### Data under study
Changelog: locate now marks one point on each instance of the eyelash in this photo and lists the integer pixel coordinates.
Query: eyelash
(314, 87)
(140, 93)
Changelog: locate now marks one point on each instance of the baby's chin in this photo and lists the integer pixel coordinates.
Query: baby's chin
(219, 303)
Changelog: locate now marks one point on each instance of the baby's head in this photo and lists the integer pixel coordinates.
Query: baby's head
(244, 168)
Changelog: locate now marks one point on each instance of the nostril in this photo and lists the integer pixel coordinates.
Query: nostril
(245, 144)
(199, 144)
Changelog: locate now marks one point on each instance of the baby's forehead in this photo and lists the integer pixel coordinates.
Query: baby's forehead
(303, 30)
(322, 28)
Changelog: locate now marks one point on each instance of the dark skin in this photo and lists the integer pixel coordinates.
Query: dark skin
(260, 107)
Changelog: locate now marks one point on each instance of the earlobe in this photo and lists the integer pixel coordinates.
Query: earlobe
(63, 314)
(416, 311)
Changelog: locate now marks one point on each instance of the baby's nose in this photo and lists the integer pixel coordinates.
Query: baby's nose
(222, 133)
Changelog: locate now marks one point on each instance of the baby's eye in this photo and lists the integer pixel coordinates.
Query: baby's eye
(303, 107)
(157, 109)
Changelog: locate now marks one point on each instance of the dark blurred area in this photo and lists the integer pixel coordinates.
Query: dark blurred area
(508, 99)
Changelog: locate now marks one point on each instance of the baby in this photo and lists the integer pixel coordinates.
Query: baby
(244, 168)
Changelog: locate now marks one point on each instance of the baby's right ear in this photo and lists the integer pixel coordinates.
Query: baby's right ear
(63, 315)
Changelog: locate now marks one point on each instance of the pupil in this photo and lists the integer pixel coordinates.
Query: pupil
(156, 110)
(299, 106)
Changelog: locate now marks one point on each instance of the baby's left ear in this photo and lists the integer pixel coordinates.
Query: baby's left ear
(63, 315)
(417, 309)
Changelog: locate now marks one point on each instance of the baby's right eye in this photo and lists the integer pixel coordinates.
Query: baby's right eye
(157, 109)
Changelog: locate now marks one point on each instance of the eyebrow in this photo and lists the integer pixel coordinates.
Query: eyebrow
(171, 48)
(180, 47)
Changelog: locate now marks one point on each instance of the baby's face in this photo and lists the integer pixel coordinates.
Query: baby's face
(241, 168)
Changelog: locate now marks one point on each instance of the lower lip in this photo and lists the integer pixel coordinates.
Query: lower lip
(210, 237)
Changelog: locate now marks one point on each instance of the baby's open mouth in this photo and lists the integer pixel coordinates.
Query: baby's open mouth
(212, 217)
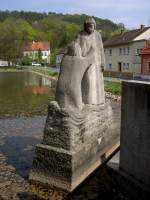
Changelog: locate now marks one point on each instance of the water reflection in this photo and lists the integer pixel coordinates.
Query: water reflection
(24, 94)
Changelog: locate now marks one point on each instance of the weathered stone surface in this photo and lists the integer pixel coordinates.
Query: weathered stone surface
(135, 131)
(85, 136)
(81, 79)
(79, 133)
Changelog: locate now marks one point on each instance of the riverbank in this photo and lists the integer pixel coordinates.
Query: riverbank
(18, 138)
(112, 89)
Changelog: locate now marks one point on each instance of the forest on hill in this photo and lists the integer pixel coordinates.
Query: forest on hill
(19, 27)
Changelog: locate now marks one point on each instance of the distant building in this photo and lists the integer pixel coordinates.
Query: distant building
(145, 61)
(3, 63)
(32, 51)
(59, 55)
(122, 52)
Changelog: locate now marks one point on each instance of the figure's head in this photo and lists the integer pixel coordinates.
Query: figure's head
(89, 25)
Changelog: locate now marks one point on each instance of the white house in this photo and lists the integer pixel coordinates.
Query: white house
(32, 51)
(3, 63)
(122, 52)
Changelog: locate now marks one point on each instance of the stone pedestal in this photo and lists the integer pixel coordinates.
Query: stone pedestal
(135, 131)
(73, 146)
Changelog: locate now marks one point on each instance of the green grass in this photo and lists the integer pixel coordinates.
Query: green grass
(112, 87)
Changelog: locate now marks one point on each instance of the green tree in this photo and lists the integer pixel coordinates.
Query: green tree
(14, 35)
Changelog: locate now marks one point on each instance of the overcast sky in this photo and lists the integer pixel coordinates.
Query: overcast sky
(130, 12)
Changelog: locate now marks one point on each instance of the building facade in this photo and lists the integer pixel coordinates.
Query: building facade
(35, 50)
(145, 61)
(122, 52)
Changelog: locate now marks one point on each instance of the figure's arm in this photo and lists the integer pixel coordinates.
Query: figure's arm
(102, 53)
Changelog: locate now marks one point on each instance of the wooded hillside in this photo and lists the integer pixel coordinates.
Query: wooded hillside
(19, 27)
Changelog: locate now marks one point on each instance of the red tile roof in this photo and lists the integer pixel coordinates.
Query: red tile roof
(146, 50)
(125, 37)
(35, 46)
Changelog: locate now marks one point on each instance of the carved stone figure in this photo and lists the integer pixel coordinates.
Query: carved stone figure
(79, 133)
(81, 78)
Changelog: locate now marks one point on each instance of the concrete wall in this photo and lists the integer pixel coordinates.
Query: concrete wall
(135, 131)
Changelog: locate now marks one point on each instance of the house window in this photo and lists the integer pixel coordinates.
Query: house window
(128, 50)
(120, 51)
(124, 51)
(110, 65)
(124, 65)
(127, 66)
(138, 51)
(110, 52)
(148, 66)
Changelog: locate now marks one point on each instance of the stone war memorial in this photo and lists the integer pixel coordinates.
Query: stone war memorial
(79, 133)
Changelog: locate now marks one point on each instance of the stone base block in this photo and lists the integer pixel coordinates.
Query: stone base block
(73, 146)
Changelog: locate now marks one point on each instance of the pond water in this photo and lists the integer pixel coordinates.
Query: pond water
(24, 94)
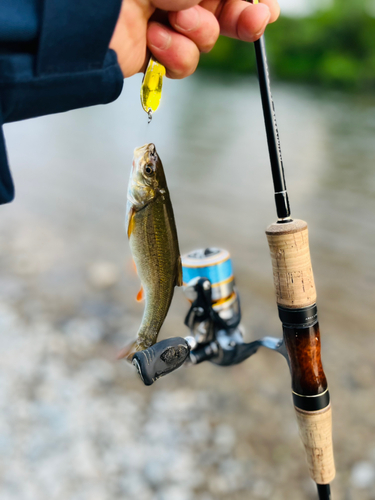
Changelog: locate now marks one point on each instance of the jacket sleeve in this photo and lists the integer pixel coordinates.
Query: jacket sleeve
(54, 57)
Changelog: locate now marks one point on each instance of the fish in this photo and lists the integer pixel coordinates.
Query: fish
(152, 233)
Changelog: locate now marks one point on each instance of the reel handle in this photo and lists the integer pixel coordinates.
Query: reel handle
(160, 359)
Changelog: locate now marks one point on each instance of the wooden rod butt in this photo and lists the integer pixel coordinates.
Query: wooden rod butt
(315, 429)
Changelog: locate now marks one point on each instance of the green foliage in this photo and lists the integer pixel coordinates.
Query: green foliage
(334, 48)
==
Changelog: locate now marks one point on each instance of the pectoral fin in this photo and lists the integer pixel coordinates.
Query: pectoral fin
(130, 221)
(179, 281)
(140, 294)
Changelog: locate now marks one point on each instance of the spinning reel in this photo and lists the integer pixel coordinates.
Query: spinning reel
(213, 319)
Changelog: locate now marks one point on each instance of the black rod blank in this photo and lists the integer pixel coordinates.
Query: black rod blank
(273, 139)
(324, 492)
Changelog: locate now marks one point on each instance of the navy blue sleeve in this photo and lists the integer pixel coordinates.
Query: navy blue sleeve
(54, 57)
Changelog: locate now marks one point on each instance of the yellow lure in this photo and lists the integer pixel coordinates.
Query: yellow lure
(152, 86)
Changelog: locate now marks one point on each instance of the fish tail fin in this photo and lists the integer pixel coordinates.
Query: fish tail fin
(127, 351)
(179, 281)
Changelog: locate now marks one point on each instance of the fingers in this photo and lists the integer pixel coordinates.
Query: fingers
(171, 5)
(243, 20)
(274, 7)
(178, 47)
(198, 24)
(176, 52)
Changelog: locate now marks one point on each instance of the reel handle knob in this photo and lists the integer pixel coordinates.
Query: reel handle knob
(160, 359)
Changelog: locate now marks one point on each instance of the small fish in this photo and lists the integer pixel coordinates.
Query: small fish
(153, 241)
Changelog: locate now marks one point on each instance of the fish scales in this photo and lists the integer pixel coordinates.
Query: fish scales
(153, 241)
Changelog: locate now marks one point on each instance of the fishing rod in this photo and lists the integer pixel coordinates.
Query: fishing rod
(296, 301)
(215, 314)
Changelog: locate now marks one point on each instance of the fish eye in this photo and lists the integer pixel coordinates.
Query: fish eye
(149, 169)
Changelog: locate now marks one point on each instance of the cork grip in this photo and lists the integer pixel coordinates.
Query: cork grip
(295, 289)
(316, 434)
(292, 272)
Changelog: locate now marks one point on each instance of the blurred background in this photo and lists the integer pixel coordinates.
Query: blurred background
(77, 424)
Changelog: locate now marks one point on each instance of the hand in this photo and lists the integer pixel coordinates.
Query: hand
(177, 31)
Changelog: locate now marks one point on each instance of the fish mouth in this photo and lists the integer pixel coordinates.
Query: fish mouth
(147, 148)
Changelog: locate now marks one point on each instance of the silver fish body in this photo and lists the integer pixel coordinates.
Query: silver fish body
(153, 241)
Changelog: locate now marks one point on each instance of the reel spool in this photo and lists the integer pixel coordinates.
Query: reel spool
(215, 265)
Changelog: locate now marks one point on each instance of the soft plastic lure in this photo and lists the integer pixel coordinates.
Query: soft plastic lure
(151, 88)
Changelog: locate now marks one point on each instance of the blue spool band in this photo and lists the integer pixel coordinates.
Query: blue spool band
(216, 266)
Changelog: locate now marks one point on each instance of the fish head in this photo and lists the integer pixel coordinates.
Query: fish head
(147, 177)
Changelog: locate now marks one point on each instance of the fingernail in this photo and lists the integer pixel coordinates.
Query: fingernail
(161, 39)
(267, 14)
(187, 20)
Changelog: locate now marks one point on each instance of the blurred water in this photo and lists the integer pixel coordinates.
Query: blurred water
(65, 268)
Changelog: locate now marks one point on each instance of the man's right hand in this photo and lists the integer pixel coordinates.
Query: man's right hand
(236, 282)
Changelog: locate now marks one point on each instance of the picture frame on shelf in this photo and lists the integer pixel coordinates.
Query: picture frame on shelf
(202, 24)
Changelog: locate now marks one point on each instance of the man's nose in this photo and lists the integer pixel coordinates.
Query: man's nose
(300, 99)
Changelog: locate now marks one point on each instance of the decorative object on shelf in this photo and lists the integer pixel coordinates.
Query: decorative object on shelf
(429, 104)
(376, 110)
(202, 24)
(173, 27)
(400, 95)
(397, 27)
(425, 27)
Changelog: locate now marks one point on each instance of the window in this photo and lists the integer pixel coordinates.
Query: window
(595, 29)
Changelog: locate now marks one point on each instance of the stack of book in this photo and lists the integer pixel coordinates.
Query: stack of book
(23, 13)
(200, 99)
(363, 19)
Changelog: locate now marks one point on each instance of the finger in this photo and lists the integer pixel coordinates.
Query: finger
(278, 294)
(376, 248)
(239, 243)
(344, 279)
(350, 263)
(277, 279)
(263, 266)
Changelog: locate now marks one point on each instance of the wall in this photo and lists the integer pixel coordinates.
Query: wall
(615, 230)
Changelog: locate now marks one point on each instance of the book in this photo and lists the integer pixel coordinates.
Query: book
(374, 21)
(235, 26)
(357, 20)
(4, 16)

### Task
Above is a listing; print exactly its lines from the one with "Query: stone pedestal" through the one with "the figure's arm", and no other lines.

### Completed task
Query: stone pedestal
(135, 131)
(73, 146)
Changelog: locate now marks one point on each instance of the green grass in this photo and lists the integer pixel coordinates.
Query: green grass
(112, 87)
Changelog: locate now marks one point on each instance of the green tree in this photo and lists the integer pixel coordinates.
Query: green tree
(14, 35)
Changelog: locate now marks one point on each instance of the overcast sky in this photo and lists the integer pixel coordinates.
Query: overcast sky
(130, 12)
Changelog: locate now marks one point on each instance of the building facade in this photo and lists the integer pixel coordinates.
Query: building facade
(35, 50)
(145, 61)
(122, 52)
Changelog: locate now marks one point on each instance of the figure's arm in this photo and lists the integer pixel coordinates.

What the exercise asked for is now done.